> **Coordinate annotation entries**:
▽

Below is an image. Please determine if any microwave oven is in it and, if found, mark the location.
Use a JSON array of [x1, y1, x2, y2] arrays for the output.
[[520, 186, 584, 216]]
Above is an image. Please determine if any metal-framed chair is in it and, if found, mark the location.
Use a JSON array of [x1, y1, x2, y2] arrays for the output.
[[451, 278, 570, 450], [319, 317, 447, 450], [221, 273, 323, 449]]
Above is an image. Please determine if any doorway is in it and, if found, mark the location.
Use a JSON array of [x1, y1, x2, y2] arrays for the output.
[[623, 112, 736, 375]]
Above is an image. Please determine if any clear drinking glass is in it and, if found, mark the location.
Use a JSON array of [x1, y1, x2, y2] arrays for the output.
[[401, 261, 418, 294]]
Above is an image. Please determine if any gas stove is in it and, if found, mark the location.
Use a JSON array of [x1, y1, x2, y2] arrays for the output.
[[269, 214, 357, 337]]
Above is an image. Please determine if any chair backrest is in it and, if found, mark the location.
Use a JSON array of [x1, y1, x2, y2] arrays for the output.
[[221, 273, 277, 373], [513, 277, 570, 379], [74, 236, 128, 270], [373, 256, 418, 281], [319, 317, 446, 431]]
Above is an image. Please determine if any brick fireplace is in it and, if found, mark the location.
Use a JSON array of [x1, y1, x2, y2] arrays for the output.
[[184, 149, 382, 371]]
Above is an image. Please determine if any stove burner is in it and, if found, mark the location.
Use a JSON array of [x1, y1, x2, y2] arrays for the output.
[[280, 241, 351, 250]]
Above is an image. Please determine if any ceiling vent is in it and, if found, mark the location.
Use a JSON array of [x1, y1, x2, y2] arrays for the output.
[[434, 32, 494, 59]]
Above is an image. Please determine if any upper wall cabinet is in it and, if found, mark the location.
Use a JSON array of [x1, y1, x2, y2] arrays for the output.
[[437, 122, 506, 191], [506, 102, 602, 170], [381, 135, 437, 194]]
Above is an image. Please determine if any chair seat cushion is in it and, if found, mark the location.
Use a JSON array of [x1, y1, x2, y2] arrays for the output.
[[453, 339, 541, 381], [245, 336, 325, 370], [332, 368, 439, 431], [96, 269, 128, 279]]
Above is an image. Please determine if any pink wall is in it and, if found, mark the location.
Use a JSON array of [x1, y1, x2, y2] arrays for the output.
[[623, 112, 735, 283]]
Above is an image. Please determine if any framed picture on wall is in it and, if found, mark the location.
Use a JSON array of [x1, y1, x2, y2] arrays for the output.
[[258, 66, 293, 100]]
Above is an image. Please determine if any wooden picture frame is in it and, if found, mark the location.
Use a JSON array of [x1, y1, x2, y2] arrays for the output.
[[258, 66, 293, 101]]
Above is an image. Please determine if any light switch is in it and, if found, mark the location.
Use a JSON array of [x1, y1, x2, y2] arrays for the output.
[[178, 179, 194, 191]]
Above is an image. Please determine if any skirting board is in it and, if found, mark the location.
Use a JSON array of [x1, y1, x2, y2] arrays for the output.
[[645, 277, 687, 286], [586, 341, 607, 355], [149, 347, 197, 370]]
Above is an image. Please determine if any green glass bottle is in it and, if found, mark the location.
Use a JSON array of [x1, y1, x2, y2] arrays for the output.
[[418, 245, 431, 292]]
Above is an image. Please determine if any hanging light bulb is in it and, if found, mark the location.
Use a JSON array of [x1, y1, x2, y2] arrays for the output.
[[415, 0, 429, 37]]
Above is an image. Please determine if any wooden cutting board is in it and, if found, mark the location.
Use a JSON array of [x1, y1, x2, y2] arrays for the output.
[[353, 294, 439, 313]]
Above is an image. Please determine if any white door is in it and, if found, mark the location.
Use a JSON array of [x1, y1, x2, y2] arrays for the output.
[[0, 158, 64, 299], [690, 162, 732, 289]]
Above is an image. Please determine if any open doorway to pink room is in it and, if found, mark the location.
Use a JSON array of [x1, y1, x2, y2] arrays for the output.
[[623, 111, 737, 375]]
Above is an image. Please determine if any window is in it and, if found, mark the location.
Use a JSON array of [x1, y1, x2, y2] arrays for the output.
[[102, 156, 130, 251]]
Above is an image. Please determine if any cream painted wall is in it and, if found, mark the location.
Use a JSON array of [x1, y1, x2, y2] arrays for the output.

△

Reproduce every one of the lines above word for word, leaving nothing out and changing nothing.

> **Solution for this task**:
Below is an image. Please determine if any microwave oven is in it and, if found, mark the location.
Use a JSON array of [x1, y1, x2, y2] arrays for the output.
[[520, 186, 584, 216]]
Above is an image. Please determine if any metal-framed chair is in it and, if found, mark the location.
Use a JSON array of [x1, y1, x2, y2] arrays for the output.
[[451, 278, 570, 450], [319, 317, 447, 450], [221, 273, 323, 449]]
Above is an image. Please determine if any doorway is in it and, if found, mark the location.
Use a JSON array of [x1, y1, x2, y2] arrays for the output.
[[623, 112, 736, 375]]
Above is an image. Please determine if any clear drinking glass is in it and, if found, mark the location.
Use a JSON array of [x1, y1, x2, y2] arrays for the output.
[[401, 261, 418, 294]]
Above is an image. Please determine if any gas stove is in it and, if found, mark the location.
Use a JSON array of [x1, y1, x2, y2] arrays for the output.
[[269, 214, 357, 337]]
Above is an image. Please determine if any chair backrest is in it and, if found, mark the location.
Use a JSON array of [x1, y1, x2, y2] arrays for the output.
[[221, 273, 277, 373], [513, 277, 570, 379], [74, 236, 128, 270], [373, 256, 418, 281], [319, 317, 446, 431]]
Above is an image. Please determine if any brick fireplace is in it and, if found, mark the location.
Use a JSON array of [x1, y1, x2, y2] arrays for the output.
[[184, 149, 382, 371]]
Above is an image. Please determine if any stove burner is in it and, if found, mark the location.
Use a JSON array of [x1, y1, x2, y2] arrays for the output.
[[280, 241, 351, 250]]
Above is an image. Please determine if any ceiling vent is in it and, if found, mark the location.
Use a JSON array of [x1, y1, x2, y2] arrays for the output.
[[434, 32, 494, 59]]
Above is an image. Please determine if any upper wall cabinet is in it and, if found, mark the location.
Use a JSON array of [x1, y1, x2, y2] arrays for the output.
[[437, 122, 506, 191], [506, 102, 602, 170], [381, 135, 437, 194]]
Above is an image. Please determine if any chair seat cushion is in it and, if found, mark the location.
Use a JSON array of [x1, y1, x2, y2] arrays for the output.
[[453, 339, 541, 381], [245, 336, 325, 370], [332, 368, 439, 431], [96, 269, 128, 279]]
Above is an image. Please determine if any pink wall is in it and, if found, mark the location.
Use a JSON array of [x1, y1, x2, y2] arrays for the output.
[[623, 112, 735, 283]]
Above is an image. Please determine if any framed picture on wall is in it and, if found, mark the location.
Use a JSON array of [x1, y1, x2, y2] arrays for the output.
[[258, 66, 293, 100]]
Above is an image. Please determine if any wooden picture frame is in it and, if found, mark the location.
Use a JSON array of [x1, y1, x2, y2] arrays for the output.
[[258, 66, 293, 101]]
Above is an image. Please determine if any light switch is in it and, if found, mark the location.
Use a JSON array of [x1, y1, x2, y2] arrays for the output.
[[178, 179, 194, 191]]
Above is an image. Please determine if any skirting board is in it and, if found, mark the location.
Use a JSON array of [x1, y1, x2, y2] arrays for the output.
[[645, 277, 687, 286], [586, 341, 607, 355], [149, 347, 197, 370]]
Above is an image. Please determine if any green glass bottle is in it and, if found, mark the location.
Use a JSON array of [x1, y1, x2, y2] arrays for the output.
[[418, 245, 431, 292]]
Above is an image. Please determine if any hanging light bulb is in it and, if found, mark the location.
Use a JSON array of [x1, y1, x2, y2] arrays for the output.
[[415, 0, 429, 37]]
Above is an image. Please determine if any wooden cutting board is in it and, if found, mark the location.
Use a JSON array of [x1, y1, x2, y2] arrays for the output.
[[353, 294, 439, 313]]
Above is an image. Please determine if any white door is in it and, if found, mark the location.
Use a JSON array of [x1, y1, x2, y2] arrays for the output.
[[0, 158, 64, 299], [690, 162, 732, 289]]
Above is an image. Please determine if any open doorway to pink room is in it and, if found, mark the location.
Use a JSON array of [x1, y1, x2, y2] arrays for the output.
[[623, 111, 737, 375]]
Above is an image. Please determine if any window is in it and, if found, mark the location.
Use a JSON array of [x1, y1, x2, y2] arrays for the output.
[[102, 156, 130, 251]]
Above is an image. Please determine if any cream painted wall is in it and, if found, mark the location.
Use a JSON array of [x1, y1, x2, y2] arrays for the output.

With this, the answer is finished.